● **WORK INSTRUCTIONS**:
Starting at the line that contains "Each instance of the sign" and continuing through the end of the entries below, both ends included, copy every line again, including the requests. Add 9 to each number in the answer coordinates, and leave the pictures out.

● **MATERIAL SUPPLIED**:
_ _ _ _ _ _ _
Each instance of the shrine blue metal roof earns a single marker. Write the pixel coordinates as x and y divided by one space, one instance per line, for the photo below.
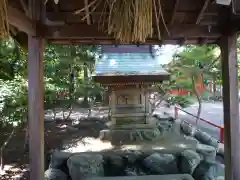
128 64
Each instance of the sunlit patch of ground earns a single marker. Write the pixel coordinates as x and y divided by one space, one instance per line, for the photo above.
89 144
12 172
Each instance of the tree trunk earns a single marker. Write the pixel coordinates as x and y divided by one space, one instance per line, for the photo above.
195 92
85 74
3 148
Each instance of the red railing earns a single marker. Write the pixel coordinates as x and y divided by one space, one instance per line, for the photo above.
221 128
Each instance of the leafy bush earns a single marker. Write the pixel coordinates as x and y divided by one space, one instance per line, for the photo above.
13 101
182 100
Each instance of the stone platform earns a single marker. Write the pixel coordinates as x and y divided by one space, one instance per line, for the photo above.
129 165
152 177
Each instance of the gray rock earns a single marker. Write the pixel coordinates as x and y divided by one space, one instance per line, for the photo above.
55 174
59 161
85 165
205 138
207 171
186 128
130 172
208 153
189 161
161 164
220 178
113 165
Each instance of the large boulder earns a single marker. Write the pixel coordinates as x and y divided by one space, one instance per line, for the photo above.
114 165
55 174
206 138
186 128
208 171
85 165
161 164
189 160
59 161
208 153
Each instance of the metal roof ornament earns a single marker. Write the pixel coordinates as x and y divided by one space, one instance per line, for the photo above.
224 2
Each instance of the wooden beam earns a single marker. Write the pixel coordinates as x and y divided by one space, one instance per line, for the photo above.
71 17
24 6
35 95
174 11
200 15
20 21
87 12
84 31
228 47
35 108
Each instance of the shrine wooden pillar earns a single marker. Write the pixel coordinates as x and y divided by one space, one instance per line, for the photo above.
113 106
35 94
228 45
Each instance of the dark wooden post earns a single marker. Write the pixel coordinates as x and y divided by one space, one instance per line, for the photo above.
35 93
35 108
228 47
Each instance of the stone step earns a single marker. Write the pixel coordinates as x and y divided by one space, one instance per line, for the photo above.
152 177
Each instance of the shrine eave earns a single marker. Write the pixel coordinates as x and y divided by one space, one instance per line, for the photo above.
187 23
105 79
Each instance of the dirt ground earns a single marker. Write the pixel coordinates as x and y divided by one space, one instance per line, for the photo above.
58 135
67 136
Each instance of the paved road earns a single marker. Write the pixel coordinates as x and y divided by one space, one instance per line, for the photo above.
211 111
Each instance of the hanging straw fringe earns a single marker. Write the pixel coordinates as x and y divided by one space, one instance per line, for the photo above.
4 27
129 20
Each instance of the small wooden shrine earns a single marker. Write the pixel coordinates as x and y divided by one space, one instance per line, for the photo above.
128 71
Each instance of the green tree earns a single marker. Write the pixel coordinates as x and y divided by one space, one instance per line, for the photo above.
189 64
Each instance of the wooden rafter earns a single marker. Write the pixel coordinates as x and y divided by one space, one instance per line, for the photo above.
87 12
84 31
19 20
174 11
24 6
200 15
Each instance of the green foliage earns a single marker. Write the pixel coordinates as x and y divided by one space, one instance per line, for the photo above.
183 101
64 67
13 101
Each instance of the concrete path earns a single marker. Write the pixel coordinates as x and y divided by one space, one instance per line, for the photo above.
211 111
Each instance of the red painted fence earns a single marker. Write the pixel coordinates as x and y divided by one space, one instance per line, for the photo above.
221 128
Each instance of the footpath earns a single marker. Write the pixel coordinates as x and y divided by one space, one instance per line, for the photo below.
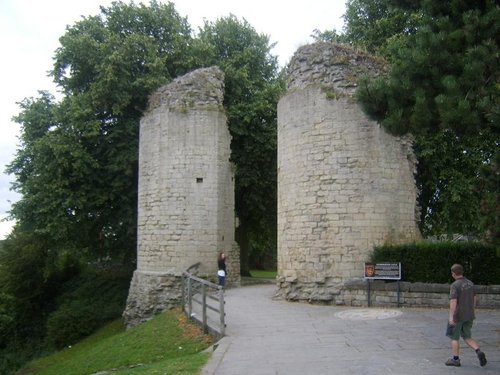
265 337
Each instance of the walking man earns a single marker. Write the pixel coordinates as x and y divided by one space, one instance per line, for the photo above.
461 316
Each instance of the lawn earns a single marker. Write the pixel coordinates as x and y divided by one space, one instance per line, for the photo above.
167 344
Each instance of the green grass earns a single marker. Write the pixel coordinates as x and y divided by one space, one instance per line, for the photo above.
167 344
258 274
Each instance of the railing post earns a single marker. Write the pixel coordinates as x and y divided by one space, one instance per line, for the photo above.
183 291
204 307
222 312
190 302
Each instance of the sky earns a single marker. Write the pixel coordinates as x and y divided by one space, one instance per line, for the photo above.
30 31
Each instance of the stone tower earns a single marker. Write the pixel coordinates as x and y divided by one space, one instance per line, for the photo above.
186 192
344 184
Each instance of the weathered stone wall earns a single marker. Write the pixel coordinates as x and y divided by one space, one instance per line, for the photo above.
344 184
382 294
186 192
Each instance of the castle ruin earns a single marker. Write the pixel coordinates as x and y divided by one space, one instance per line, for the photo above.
186 192
344 184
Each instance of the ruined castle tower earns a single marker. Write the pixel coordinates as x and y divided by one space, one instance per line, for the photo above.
186 192
344 184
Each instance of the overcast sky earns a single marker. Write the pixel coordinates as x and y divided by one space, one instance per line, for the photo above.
30 29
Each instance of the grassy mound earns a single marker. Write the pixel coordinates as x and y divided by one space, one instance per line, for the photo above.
167 344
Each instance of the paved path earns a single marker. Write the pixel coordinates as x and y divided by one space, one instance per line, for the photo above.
276 337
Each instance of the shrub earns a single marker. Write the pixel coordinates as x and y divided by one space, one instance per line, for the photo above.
89 301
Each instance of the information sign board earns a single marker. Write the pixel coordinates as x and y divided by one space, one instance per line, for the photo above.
383 271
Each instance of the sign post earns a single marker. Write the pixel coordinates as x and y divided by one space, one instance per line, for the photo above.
382 271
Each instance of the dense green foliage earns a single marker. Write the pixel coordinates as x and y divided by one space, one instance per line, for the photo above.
430 262
252 90
86 303
167 342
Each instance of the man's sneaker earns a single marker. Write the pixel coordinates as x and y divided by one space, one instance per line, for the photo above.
453 362
482 358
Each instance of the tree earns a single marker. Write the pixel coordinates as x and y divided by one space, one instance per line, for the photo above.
252 89
376 25
442 87
77 167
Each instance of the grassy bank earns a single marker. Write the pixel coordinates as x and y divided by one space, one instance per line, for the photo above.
167 344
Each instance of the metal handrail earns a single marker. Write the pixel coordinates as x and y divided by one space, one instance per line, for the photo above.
196 296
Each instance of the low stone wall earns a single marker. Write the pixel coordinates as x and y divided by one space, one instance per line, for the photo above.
151 293
384 294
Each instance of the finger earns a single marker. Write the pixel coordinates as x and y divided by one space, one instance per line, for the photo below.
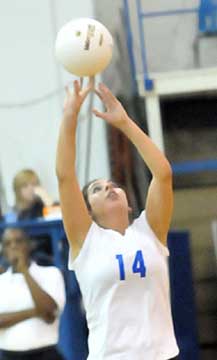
88 89
81 82
102 115
107 95
91 82
67 90
98 94
76 87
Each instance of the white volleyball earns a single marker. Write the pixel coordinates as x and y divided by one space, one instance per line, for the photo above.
84 47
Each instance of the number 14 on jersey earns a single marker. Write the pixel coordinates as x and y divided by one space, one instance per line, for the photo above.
138 265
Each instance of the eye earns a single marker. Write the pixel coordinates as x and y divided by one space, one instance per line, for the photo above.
114 185
96 189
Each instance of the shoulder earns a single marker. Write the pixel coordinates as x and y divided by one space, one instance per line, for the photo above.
_ _ _ _ _ _ _
● **TASK OUTPUT**:
Each instance of the sign post earns a single marker. Write the pixel coordinates as x and y divided by one space, one instance per line, for the photo above.
391 280
Each instance of the dense green foliage earns a single marker. Write the pixel coordinates as x and y divided by one space, one instance per line, for the photo above.
439 271
261 99
95 312
176 351
Each instance of the man's sneaker earns a single marker. Write the pixel coordinates as x and y divided by one space, one instance per line, for the photo above.
462 371
491 367
Each instance of the tree earns a single marker. Write the pixel coordinates as x and y divided by one space, one instance per line, for the photo above.
261 98
385 34
451 96
86 176
Each instance of the grassy bank earns a single marker. Write the pixel coordinates as x and y divided by one space, one instance per line, for the photo above.
176 353
Each instance of the metal handrail earns a single marker. Write the pixel coordinates as x and y divided by one space, one instance per line, for the photo above.
205 305
Each instance of the low stone wall earns a single marker. Write the pixel coordinates as x and y divided by one space, one instance per line, for the photo above.
160 302
393 303
Each instance of the finger earns a single marker. Write the pixel coordinates as x and y divided by one space, one instance per line, for the photo below.
97 98
90 91
111 124
116 104
100 91
76 99
107 103
85 96
Each instance of the white volleyball earns a single marker. Write the pixel coordinates as x and y divided by one space, one instance per line, for the photo above.
93 56
Each instance of the number 14 on jersey earns a single marker. Write the pixel coordinates as x and y divided by one space, one instance per line, for the photo above.
147 274
Each instance of the eye earns a single marker. Write the pixel coordinates as x and y divided by one space, one instance per line, for the photo above.
123 194
105 198
Each instance of the shoulder earns a single marker. Write the pixel coordinates as x and y divided by one space, one instance per line, for the photo above.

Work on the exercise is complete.